Task statement:
From the data below, extract every line that contains the word "chair".
####################
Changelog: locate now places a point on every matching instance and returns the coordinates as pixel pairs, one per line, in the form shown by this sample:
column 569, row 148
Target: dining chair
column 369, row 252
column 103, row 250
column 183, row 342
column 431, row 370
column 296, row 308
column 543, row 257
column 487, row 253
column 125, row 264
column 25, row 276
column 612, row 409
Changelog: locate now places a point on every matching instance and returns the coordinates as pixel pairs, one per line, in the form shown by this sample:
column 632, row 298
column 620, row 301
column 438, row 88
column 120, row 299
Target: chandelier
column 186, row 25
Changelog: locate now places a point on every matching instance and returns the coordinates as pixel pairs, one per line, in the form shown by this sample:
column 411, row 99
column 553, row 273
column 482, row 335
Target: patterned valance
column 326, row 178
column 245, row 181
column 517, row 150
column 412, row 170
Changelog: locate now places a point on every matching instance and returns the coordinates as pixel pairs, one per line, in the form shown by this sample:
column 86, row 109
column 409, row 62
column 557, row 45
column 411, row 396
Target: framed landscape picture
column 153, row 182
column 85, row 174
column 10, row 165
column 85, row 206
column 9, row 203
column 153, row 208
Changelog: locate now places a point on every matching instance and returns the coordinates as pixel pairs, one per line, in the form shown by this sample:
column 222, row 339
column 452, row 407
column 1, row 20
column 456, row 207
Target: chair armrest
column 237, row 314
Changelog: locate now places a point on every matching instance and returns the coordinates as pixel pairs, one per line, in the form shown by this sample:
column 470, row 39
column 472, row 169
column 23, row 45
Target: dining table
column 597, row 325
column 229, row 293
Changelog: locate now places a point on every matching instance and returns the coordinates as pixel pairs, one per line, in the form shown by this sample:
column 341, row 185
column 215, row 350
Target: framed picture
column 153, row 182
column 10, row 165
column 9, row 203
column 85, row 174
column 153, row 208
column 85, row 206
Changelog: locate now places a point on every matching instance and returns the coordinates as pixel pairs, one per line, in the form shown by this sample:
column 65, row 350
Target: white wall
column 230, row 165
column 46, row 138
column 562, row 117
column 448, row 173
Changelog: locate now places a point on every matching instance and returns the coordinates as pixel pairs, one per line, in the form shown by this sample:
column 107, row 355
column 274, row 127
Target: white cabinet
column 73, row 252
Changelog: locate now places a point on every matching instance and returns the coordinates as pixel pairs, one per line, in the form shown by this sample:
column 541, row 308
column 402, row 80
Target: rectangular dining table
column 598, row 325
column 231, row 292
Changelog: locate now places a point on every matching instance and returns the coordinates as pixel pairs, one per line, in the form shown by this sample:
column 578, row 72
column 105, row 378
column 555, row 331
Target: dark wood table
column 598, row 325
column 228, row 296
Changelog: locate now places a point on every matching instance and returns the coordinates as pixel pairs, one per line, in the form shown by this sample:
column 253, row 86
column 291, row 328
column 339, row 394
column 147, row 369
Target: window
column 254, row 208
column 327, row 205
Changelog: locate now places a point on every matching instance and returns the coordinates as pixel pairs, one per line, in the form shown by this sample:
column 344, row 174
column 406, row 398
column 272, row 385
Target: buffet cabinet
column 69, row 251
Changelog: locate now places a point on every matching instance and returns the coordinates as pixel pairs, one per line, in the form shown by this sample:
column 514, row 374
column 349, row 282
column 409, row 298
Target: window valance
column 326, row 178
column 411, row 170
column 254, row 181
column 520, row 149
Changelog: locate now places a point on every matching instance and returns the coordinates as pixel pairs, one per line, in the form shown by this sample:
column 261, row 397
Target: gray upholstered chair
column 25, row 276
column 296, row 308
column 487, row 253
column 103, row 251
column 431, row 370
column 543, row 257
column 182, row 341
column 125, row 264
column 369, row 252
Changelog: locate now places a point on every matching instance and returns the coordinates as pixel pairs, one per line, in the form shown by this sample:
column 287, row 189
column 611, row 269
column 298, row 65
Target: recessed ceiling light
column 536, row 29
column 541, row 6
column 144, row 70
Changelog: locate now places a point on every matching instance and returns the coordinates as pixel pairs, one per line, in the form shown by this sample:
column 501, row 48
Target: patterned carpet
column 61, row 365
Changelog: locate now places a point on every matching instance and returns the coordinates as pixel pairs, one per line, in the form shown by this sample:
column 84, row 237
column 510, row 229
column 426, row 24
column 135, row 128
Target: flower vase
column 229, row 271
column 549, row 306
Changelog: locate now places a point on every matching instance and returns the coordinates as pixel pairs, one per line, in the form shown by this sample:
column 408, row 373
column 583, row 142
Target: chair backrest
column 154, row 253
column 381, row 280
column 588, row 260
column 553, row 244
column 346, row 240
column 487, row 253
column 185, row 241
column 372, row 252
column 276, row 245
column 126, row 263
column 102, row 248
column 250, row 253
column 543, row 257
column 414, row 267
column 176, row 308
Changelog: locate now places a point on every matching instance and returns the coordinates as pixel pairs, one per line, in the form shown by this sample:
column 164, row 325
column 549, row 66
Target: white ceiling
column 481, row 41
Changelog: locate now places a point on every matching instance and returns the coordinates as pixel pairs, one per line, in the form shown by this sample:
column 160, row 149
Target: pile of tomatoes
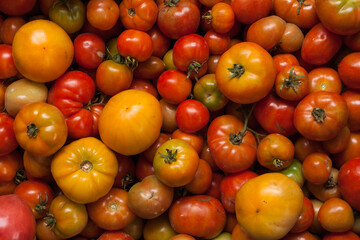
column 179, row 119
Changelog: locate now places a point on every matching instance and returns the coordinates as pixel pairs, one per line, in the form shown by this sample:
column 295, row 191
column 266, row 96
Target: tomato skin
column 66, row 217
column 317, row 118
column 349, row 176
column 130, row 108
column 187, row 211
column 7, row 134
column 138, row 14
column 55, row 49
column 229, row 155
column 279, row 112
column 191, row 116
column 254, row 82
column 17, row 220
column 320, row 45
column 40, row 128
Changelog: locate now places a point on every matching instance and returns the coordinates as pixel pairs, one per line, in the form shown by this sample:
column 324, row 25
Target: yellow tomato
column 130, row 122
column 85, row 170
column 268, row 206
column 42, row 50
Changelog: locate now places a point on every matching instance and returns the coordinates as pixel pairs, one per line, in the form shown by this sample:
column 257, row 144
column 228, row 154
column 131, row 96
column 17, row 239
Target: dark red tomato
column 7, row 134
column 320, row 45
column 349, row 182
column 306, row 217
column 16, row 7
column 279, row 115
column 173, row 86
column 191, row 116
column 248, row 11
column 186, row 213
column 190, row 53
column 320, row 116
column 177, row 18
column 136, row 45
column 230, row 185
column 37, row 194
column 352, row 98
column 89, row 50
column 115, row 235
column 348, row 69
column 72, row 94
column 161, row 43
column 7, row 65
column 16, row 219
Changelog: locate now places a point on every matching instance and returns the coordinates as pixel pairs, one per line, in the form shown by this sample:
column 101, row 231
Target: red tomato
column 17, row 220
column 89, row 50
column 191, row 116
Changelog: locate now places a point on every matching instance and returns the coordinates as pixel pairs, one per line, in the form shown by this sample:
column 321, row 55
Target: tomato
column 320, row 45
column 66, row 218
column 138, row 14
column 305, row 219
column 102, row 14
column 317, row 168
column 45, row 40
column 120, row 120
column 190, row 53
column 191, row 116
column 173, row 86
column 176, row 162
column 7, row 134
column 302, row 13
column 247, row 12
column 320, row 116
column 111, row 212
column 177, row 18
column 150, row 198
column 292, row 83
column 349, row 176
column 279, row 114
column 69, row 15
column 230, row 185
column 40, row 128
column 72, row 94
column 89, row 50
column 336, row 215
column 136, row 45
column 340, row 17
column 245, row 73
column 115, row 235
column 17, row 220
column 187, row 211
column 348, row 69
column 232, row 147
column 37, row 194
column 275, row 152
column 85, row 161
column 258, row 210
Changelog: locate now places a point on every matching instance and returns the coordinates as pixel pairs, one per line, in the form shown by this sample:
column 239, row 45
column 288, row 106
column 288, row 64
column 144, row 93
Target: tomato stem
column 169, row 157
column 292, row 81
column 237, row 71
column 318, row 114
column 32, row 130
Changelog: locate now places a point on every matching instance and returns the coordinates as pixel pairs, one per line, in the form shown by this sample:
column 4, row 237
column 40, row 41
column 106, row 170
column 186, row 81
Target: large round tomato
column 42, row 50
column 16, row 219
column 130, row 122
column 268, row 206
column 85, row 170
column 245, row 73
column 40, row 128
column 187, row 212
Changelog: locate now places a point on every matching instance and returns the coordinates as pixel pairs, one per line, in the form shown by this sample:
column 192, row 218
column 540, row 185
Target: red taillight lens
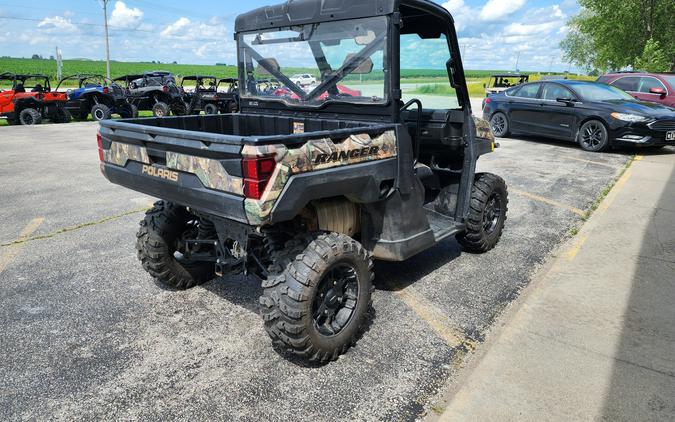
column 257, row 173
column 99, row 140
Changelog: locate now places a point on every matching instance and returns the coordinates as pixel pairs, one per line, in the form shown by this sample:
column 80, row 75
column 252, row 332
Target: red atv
####################
Answer for the task:
Target: dining chair
Target: chair armrest
Target: gray upholstered chair
Target: chair backrest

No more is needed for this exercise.